## PASSAGE TO READ
□ □ □ □ □ □ □
9th District congressman made status report to audience at New Year’s Day prayer breakfast.

JB

Cohen at prayer breakfast

Most of the heavy weather at City Council chairman Myron Lowery’s annual New Year’s Day prayer breakfast last Thursday came either from Memphis Mayor A C Wharton’s unexpected suggestion that city employees’ salaries should be raised or from Lowery’s awkward bait-and-switch praise of fellow Councilman (and potential mayoral candidate) Jim Strickland, followed by a public endorsement of Wharton for reelection.

But 9th District congressman Steve Cohen, the event’s keynote speaker, had some choice things to say, as well — ranging from the Nashville-Memphis rivalry to the effects of GOP domination in Congress to the assassinations of two New York police officers to what Cohen referred to as the “3-C” issues: Cuba, Commutations, and Cannabis.

After first paying tribute to the two mayors — Shelby County’s Mark Luttrell and Memphis’ A C Wharton — who had spoken before him, Cohen recalled for the crowd his trip to Nashville in December aboard Air Force One and subsequent ride in what the congressman called “Limo One.” Along with President Obama, who was in the state capital to address the subject of immigration, Cohen’s companions in the car ride to the speaking site were Nashville Mayor Karl Dean and fellow congressman Jim Cooper of Nashville, who had also flown down on the presidential aircraft.

Much of the conversation in the presidential limousine came from Dean and Cooper had to do with the glories of Nashville, according to Cohen. The congressman — keen to make the case for ways in which the federal government could aid his own bailiwick — waited out his companions and then said, “Mr. President, everything they told you about Nashville is correct. Nashville is great. They don’t need your help. Memphis needs your help!”
□ □ □ □ □ □ □
## DATA

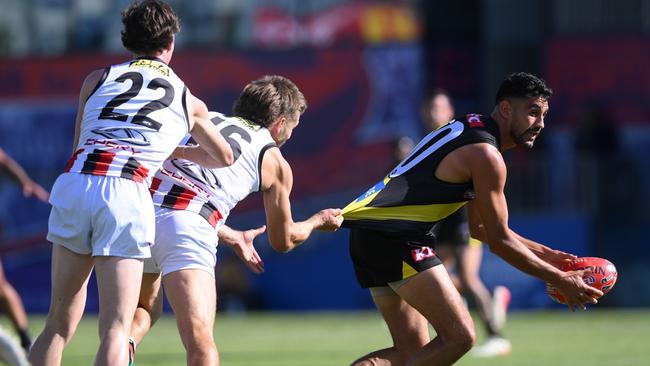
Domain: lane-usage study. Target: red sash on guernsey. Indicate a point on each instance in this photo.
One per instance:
(179, 198)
□ □ □ □ □ □ □
## PROBLEMS AND TASKS
1 – Answer these about the article about the prayer breakfast:
(a) Who was the keynote speaker at the event?
(b) What three issues did Cohen group under the "3-C" label?
(c) Besides President Obama and Cohen, who rode in the car to the Nashville speaking site?
2 – Continue the article about the prayer breakfast, beginning right after its final sentence.
The lines above have nothing to do with the article about the prayer breakfast.

## RESULTS FOR THE EXERCISE
1 –
(a) 9th District congressman Steve Cohen
(b) Cuba, Commutations, and Cannabis
(c) Nashville Mayor Karl Dean and congressman Jim Cooper of Nashville

2 –
Cohen said he asked the President, known to like a basketball scrimmage now and then, which NBA star he most resembled. When Obama demurred at the idea of such a comparison, the congressman made his own comparison — of the President to Bill Russell, the former Boston Celtics great whose defensive prowess was as renowned as his offensive skills.

As was often the case for Russell, Obama, a Democratic president confronted with a Republican House and Senate, would be called upon to play defense, Cohen said, telling Obama, “You’re going to block shots, every time you veto one of those bills.” The President, said the congressman to the prayer breakfast crowd, “stands between us and some really bad legislation.”

As for the three C’s, Cohen praised the President for opening the door to resumption of relations with Cuba, “a natural trading partner,” called for more commutations of drug sentences, and argued stoutly for loosening of regulations affecting medical use of cannabis.

The congressman, a onetime legal aide to the Memphis Police Department, observed that he was a co-sponsor of two pending bills relating to police-minority relations — one to determine ethnicities in deadly-force situations involving police; and another requiring that decisions on whether to prosecute in such situations, like that of Ferguson, Missouri, will not be made by local D.A.’s. Cohen said Mayor Wharton had collaborated in coming up with the latter bill. He said such bills, by helping to weed out bad apples, would end in increasing respect for policeman.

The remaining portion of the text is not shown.